### Exercices
A. Indiquez si chacune des affirmations suivantes concorde avec l'extrait de journal, en répondant par oui ou par non et en citant les mots décisifs du texte : (i) l'hivernage réunit 28 personnes ; (ii) les personnes de service nettoient les laboratoires ; (iii) l'après-midi est libre jusqu'au souper.
B. D'après l'extrait de journal, à quelle heure la table du petit déjeuner a-t-elle été mise, et par qui ?
C. Rédigez la suite de l'extrait de journal, s'il vous plaît, à partir de sa dernière phrase.
---------- Passage extrait
Vendredi 3 janvier 1997 :

L'encre de mon stylo est froide (pour écrire mon journal) car j'ai laissé ma fenêtre ouverte un peu trop longtemps et ma chambre est gelée!!! Aujourd'hui, j'étais de "Service". Etant 28 à faire l'hivernage, nous avions une journée pour aider la cuisine et faire le ménage collectif, tous les quinze jours. La première chose à faire, c'est débarrasser le petit déjeuner (la table à été mise à 6h par la personne qui a fait la nuit de surveillance de la centrale électrique). Puis on s'occupe du tri des déchets (papier-cartons incinéré, tri du plastique, verre blanc ou couleur, acier, aluminium...), et alors commence le ménage du séjour puis du dortoir (les laboratoires sont nettoyé par les scientifiques concernés évidement). La table pour le déjeuner, les 2 personnes du service (trois en été) mangent avec le cuisinier et le pâtissier à 11h (après l'apéro réglementaire). Puis vers midi, nous servons à table et faisons la vaisselle. Après-midi libre jusqu'au souper où le cycle du midi recommence... Généralement, on en profite pour faire un peu de lessive (si la centrale et les réductions d'énergie électrique, le permettent!)
--------------------
---------- Données fournies
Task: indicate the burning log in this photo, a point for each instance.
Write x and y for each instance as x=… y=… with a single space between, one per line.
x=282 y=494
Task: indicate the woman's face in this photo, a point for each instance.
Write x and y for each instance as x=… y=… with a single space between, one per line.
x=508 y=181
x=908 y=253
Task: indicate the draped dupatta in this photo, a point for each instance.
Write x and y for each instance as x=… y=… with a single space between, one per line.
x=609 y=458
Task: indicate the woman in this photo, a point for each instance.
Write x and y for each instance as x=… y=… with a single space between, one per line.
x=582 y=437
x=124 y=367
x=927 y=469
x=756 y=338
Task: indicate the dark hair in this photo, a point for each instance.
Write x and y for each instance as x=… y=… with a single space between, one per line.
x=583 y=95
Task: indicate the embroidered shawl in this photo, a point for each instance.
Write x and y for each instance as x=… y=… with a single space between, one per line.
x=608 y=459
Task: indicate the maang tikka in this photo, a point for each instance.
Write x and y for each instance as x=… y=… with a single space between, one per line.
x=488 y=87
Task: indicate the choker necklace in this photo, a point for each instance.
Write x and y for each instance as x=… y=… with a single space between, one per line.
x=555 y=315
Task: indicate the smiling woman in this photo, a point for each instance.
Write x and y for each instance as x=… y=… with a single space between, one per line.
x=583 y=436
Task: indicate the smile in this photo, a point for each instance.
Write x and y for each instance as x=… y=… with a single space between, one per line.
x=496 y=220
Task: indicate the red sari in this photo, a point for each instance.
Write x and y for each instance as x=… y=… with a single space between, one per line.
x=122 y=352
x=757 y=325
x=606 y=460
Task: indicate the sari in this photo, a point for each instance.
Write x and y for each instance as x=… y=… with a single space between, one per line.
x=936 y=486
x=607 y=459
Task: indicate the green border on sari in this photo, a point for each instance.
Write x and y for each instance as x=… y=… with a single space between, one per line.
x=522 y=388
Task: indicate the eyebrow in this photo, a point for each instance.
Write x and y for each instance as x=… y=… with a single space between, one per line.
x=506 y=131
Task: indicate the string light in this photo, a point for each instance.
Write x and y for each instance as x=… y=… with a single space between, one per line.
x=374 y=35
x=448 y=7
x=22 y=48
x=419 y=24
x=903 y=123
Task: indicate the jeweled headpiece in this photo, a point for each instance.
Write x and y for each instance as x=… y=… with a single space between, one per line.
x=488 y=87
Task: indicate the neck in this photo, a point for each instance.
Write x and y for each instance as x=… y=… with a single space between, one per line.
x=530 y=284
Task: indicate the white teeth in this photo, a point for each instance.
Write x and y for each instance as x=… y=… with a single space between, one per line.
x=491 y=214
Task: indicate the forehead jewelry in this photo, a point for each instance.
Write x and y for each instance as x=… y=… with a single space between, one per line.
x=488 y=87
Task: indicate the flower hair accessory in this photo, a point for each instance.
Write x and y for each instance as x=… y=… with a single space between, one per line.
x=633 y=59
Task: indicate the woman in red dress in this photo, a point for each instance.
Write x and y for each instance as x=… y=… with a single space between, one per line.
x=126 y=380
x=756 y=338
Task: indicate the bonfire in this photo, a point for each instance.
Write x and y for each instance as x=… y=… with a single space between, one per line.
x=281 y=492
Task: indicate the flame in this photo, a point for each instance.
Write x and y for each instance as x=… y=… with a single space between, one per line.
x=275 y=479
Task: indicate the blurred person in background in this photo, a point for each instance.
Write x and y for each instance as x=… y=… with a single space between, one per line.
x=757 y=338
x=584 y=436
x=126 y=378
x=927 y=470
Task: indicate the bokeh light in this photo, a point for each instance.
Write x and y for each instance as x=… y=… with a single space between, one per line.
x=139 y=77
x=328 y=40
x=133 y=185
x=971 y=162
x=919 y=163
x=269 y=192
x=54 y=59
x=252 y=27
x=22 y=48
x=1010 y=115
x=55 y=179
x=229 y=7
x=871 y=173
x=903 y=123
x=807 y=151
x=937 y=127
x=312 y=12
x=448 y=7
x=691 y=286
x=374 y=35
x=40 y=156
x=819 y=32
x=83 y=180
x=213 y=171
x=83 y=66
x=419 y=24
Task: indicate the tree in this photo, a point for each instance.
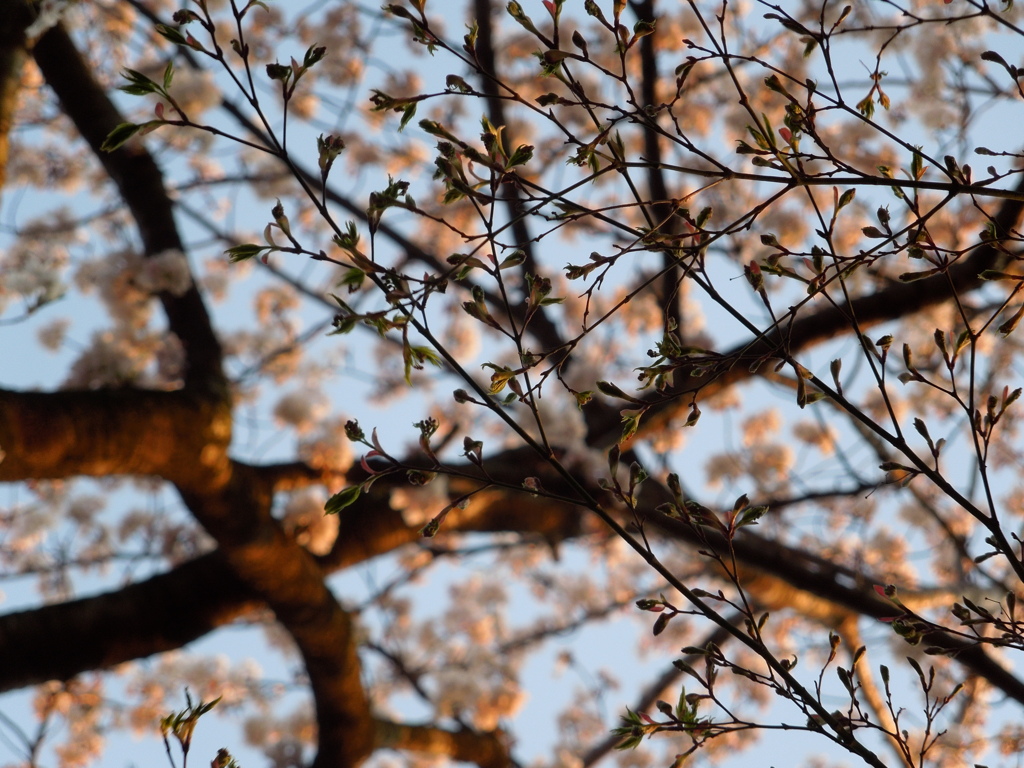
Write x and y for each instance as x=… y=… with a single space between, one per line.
x=771 y=415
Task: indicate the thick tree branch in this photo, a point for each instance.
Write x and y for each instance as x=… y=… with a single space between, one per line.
x=14 y=17
x=158 y=614
x=181 y=436
x=140 y=184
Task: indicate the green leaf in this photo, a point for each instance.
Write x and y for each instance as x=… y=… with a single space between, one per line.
x=120 y=135
x=342 y=499
x=246 y=251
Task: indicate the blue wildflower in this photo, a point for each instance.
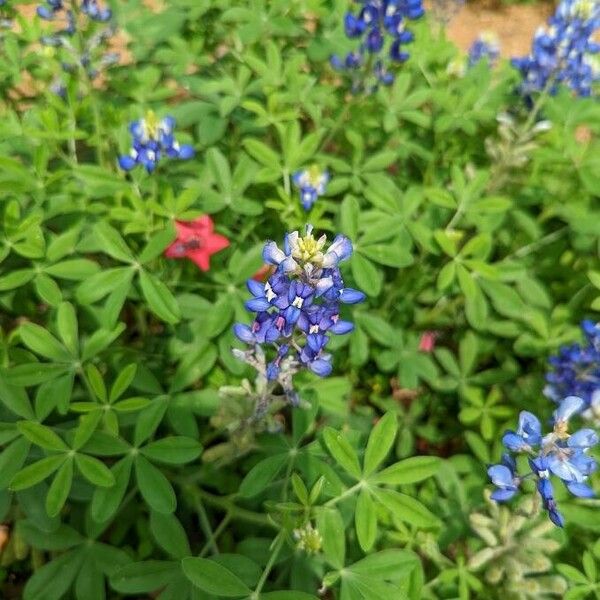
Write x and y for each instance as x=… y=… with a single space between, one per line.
x=563 y=54
x=557 y=454
x=312 y=183
x=152 y=140
x=90 y=56
x=297 y=308
x=576 y=371
x=379 y=25
x=486 y=47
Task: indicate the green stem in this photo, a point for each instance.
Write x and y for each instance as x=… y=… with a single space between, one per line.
x=206 y=527
x=226 y=504
x=278 y=545
x=212 y=542
x=349 y=492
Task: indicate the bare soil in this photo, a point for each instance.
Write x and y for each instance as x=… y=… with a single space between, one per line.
x=514 y=25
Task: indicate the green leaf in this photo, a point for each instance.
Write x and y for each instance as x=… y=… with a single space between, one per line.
x=66 y=323
x=391 y=565
x=36 y=472
x=380 y=442
x=262 y=153
x=409 y=470
x=287 y=595
x=213 y=578
x=42 y=436
x=406 y=508
x=160 y=300
x=144 y=577
x=174 y=450
x=53 y=580
x=94 y=378
x=106 y=501
x=154 y=487
x=87 y=425
x=342 y=451
x=12 y=458
x=365 y=520
x=261 y=475
x=170 y=535
x=16 y=279
x=44 y=343
x=158 y=243
x=349 y=215
x=476 y=308
x=378 y=329
x=112 y=243
x=15 y=399
x=31 y=374
x=59 y=489
x=76 y=269
x=47 y=289
x=333 y=531
x=94 y=471
x=103 y=283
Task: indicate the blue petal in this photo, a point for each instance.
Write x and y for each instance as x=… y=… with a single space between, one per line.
x=584 y=438
x=342 y=327
x=556 y=517
x=256 y=288
x=514 y=442
x=501 y=476
x=564 y=469
x=257 y=304
x=186 y=152
x=272 y=254
x=567 y=408
x=243 y=333
x=321 y=367
x=580 y=489
x=502 y=495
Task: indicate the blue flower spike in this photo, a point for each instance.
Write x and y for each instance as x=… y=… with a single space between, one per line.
--------------------
### Réponses par exercice
A.
(i) Oui : « Etant 28 à faire l'hivernage ».
(ii) Non : « les laboratoires sont nettoyé par les scientifiques concernés évidement ».
(iii) Oui : « Après-midi libre jusqu'au souper ».

B. À 6h, par la personne qui a fait la nuit de surveillance de la centrale électrique.

C.
Dimanche 5 janvier 1997 :

C'est la tempête depuis hier matin (vent "chasse neige" à plus de 130 km/h). Il faut pourtant sortir pour travailler mais gare au vent! Il n'est pas rare que les lunettes ou les bonnets soient emportés. Du coup, la banquise a débâclé. Ce matin à 8h, je voyais une barre sombre à l'horizon. A 9h, on voyais la mer distinctement. Toute la journée, la glace a cassé, l'eau a gagné. Ce soir à minuit, la liaison entre l'île des Pétrels et la piste d'aviation du Lion était intacte mais à 1h déjà, un morceau manquait. Ma fenêtre me donne une vue sur le nord et donc là d'où arrive le bateau. Donc je le verrais arriver demain matin.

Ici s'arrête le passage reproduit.